**DOSTARCZONY FRAGMENT:**
□ □ □ □ □ □ □

Z Henrykiem Domańskim rozmawia Łukasz Pawłowski „Polacy przy stole, czyli presja przyzwyczajeń”
Zofia Boni „O co chodzi z tą drożdżówką?”
————————————————————————————————————————-
Rozporządzeniu „drożdżówkowemu” nie towarzyszyło dobre rozpoznanie społecznych podstaw problemu otyłości, wprowadzonym regulacjom nie towarzyszył wysiłek edukacyjny, a fatalnego PR-u nikt nie próbował w sensowny sposób odwrócić. Rzecz w tym, żeby zająć się nie tylko talerzami dzieci, lecz także edukacją rodziców i nauczycieli. Warto by przyjrzeć się też reklamom produktów spożywczych adresowanych do dzieci, bo w większości przypadków w ich składzie jest znacznie więcej niż 10 proc. cukru. W 2015 r. najwyższy wolumenowy wzrost wydatków na reklamę odnotowany został właśnie w przypadku sektora spożywczego, który przeznaczył na promocję o 121,7 mln zł więcej niż w 2014 r. Byłoby dobrze, gdyby za żywienie dzieci odpowiadali uświadomieni rodzice, a nie przemysł spożywczy.
Losy „drożdżówkowego” rozporządzenia pokazują, że prawo to nie wszystko, potrzebne jest też społeczne zaangażowanie. W Stanach Zjednoczonych symbolem sprzeciwu wobec „śmieciowego jedzenia” stała się pierwsza dama. Michelle Obama odwiedzała szkoły, zakładała z dziećmi warzywniaki, organizowała zdrowe kolacje dla amerykańskich nastolatków. Ogrody wokół Pałacu Prezydenckiego czy Belwederu nie muszą natychmiast zamieniać się w pola ekologicznej marchewki i jarmużu, ale symboliczne zaangażowanie znanych osób byłoby silnym sygnałem, że temat jest ważny.

□ □ □ □ □ □ □

[Dane lokalizacji punktowej dla poszczególnych wystąpień]
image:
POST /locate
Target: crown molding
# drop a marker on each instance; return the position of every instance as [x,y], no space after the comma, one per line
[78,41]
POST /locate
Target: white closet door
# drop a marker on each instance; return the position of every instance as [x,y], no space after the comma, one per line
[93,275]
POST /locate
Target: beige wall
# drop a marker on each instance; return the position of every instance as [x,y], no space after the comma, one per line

□ □ □ □ □ □ □

**POLECENIA:**
1. O ile więcej pieniędzy na promocję przeznaczył w 2015 r. sektor spożywczy niż w 2014 r. według fragmentu o rozporządzeniu „drożdżówkowym”?
2. Poprowadź dalej fragment o rozporządzeniu „drożdżówkowym” od miejsca, w którym się kończy.
Zapisy nie są potrzebne do wykonania zadań.

**ODPOWIEDZI:**
1. O 121,7 mln zł.

2.
Programy kulinarne fundują emocjonującą rozrywkę, która ma niewiele wspólnego z kreowaniem zdrowych nawyków żywieniowych. W tej kwestii o wiele więcej dobrego zrobiły… duże sieci handlowe i dyskonty. | Magdalena Gendźwiłł
Mam poczucie, że naszym problemem nie jest przekorne przeciwstawianie się jakiemuś przymusowi zdrowej diety, ale nieumiejętność myślenia o jedzeniu w szerszej perspektywie niż „tu i teraz”. Rozumieją zapewne tę perspektywę rodziny, w których dieta jest elementem terapii – cukrzycowej, alergicznej czy nowotworowej. Większość zdrowych wychodzi z założenia, że nad jedzeniem nie trzeba się specjalnie zastanawiać.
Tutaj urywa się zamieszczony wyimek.